→ PROMPT
Rewrite the material below so that each occurrence of "geojson point per instance" becomes "GeoJSON point for each instance", keeping everything else the same.

→ RECORDS PROVIDED

------------

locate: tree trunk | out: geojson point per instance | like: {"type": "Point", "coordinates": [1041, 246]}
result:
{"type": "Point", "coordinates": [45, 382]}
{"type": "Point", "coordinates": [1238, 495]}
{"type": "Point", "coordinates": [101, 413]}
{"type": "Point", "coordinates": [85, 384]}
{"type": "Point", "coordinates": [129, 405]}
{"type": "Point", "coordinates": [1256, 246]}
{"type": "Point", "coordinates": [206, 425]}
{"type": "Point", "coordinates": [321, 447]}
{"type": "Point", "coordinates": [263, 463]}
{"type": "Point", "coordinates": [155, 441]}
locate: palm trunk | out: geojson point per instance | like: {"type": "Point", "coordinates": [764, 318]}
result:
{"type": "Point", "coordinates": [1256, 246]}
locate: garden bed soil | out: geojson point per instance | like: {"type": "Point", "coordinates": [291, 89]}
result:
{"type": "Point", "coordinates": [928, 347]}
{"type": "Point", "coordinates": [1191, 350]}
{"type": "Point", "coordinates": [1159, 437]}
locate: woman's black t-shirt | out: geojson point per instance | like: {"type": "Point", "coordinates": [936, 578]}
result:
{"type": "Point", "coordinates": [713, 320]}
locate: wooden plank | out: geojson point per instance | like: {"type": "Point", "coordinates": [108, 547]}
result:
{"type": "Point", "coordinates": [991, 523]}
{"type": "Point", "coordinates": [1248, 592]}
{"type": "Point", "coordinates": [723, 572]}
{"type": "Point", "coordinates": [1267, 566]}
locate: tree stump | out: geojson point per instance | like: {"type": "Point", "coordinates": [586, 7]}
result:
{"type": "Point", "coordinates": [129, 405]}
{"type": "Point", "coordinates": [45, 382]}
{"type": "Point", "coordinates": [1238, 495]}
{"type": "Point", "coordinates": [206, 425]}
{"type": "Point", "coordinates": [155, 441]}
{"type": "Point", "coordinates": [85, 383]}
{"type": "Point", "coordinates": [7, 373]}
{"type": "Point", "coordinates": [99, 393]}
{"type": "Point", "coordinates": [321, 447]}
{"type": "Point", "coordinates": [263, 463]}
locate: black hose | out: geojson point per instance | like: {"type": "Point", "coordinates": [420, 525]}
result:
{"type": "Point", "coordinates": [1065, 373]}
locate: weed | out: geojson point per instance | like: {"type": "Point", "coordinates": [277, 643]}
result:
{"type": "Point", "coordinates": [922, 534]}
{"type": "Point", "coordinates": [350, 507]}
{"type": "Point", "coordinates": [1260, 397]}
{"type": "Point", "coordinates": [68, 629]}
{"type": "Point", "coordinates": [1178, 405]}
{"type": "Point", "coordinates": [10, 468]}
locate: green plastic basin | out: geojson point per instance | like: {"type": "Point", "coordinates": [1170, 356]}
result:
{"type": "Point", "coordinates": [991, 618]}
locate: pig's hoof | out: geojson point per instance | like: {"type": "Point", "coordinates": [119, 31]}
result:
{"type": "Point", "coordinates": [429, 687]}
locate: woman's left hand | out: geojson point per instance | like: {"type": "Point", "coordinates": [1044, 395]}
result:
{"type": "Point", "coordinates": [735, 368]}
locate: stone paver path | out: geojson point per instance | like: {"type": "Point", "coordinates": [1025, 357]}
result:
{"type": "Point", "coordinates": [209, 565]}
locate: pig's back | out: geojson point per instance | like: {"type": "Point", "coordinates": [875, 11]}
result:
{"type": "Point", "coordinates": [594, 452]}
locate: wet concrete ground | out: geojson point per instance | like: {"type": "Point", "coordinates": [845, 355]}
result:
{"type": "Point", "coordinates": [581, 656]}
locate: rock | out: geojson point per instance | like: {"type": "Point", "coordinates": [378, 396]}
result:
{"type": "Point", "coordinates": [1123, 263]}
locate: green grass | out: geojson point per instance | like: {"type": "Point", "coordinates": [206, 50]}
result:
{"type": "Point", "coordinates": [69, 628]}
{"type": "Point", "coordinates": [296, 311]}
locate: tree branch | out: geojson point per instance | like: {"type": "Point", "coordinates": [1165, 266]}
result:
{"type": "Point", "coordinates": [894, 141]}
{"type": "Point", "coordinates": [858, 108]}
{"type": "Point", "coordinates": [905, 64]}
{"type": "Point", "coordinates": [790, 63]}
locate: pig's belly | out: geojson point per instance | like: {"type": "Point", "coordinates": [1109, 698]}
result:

------------

→ PROBLEM SOLUTION
locate: tree trunk | out: GeoJSON point for each instance | like: {"type": "Point", "coordinates": [1041, 246]}
result:
{"type": "Point", "coordinates": [45, 382]}
{"type": "Point", "coordinates": [1238, 495]}
{"type": "Point", "coordinates": [101, 413]}
{"type": "Point", "coordinates": [85, 384]}
{"type": "Point", "coordinates": [129, 405]}
{"type": "Point", "coordinates": [1256, 246]}
{"type": "Point", "coordinates": [206, 425]}
{"type": "Point", "coordinates": [321, 447]}
{"type": "Point", "coordinates": [263, 463]}
{"type": "Point", "coordinates": [155, 441]}
locate: palm trunk | out: GeoJSON point for each instance | like: {"type": "Point", "coordinates": [764, 318]}
result:
{"type": "Point", "coordinates": [1256, 246]}
locate: garden bed soil | out: GeoJSON point for each instance | like: {"type": "Point", "coordinates": [291, 89]}
result:
{"type": "Point", "coordinates": [928, 347]}
{"type": "Point", "coordinates": [1191, 350]}
{"type": "Point", "coordinates": [1159, 437]}
locate: woman's black t-shirt | out: GeoJSON point for each instance | like: {"type": "Point", "coordinates": [936, 578]}
result:
{"type": "Point", "coordinates": [713, 320]}
locate: wooden plank | out: GeoJSON point for each instance | like: {"type": "Point", "coordinates": [108, 547]}
result:
{"type": "Point", "coordinates": [991, 523]}
{"type": "Point", "coordinates": [1248, 592]}
{"type": "Point", "coordinates": [723, 572]}
{"type": "Point", "coordinates": [1267, 566]}
locate: tree stump | out: GeoJSON point for each instance | like: {"type": "Point", "coordinates": [586, 7]}
result:
{"type": "Point", "coordinates": [129, 405]}
{"type": "Point", "coordinates": [45, 382]}
{"type": "Point", "coordinates": [1238, 495]}
{"type": "Point", "coordinates": [206, 425]}
{"type": "Point", "coordinates": [155, 441]}
{"type": "Point", "coordinates": [85, 383]}
{"type": "Point", "coordinates": [7, 373]}
{"type": "Point", "coordinates": [99, 393]}
{"type": "Point", "coordinates": [321, 447]}
{"type": "Point", "coordinates": [263, 463]}
locate: black hose | out: GeoJSON point for each instance | like: {"type": "Point", "coordinates": [420, 525]}
result:
{"type": "Point", "coordinates": [1065, 373]}
locate: weed | out: GeoJSON point for each instance | like: {"type": "Point", "coordinates": [277, 643]}
result:
{"type": "Point", "coordinates": [922, 534]}
{"type": "Point", "coordinates": [350, 507]}
{"type": "Point", "coordinates": [1260, 397]}
{"type": "Point", "coordinates": [68, 629]}
{"type": "Point", "coordinates": [1178, 405]}
{"type": "Point", "coordinates": [10, 468]}
locate: green plastic basin | out: GeoJSON point for each instance | like: {"type": "Point", "coordinates": [1170, 356]}
result:
{"type": "Point", "coordinates": [991, 618]}
locate: pig's hoof | out: GeoJSON point for each instance | like: {"type": "Point", "coordinates": [119, 31]}
result:
{"type": "Point", "coordinates": [429, 687]}
locate: woman's left hand | out: GeoJSON point for each instance | like: {"type": "Point", "coordinates": [1044, 395]}
result:
{"type": "Point", "coordinates": [735, 368]}
locate: stone paver path | out: GeoJSON point for each instance | like: {"type": "Point", "coordinates": [1025, 357]}
result:
{"type": "Point", "coordinates": [209, 565]}
locate: pig's back | out: GeoJSON point for each instance | like: {"type": "Point", "coordinates": [875, 11]}
result:
{"type": "Point", "coordinates": [594, 452]}
locate: wet concrete ground | out: GeoJSON point for each instance | like: {"type": "Point", "coordinates": [845, 355]}
result:
{"type": "Point", "coordinates": [581, 656]}
locate: rock | out: GeoJSON point for each instance | like: {"type": "Point", "coordinates": [378, 396]}
result:
{"type": "Point", "coordinates": [1123, 263]}
locate: green grass | out: GeoJSON point for each instance | like: {"type": "Point", "coordinates": [206, 50]}
result:
{"type": "Point", "coordinates": [69, 628]}
{"type": "Point", "coordinates": [296, 311]}
locate: tree branch | out: GeoJSON point for each instance | like: {"type": "Point", "coordinates": [1165, 266]}
result:
{"type": "Point", "coordinates": [894, 141]}
{"type": "Point", "coordinates": [858, 108]}
{"type": "Point", "coordinates": [905, 64]}
{"type": "Point", "coordinates": [790, 63]}
locate: pig's belly | out: GeoJSON point for each instance | like: {"type": "Point", "coordinates": [1109, 698]}
result:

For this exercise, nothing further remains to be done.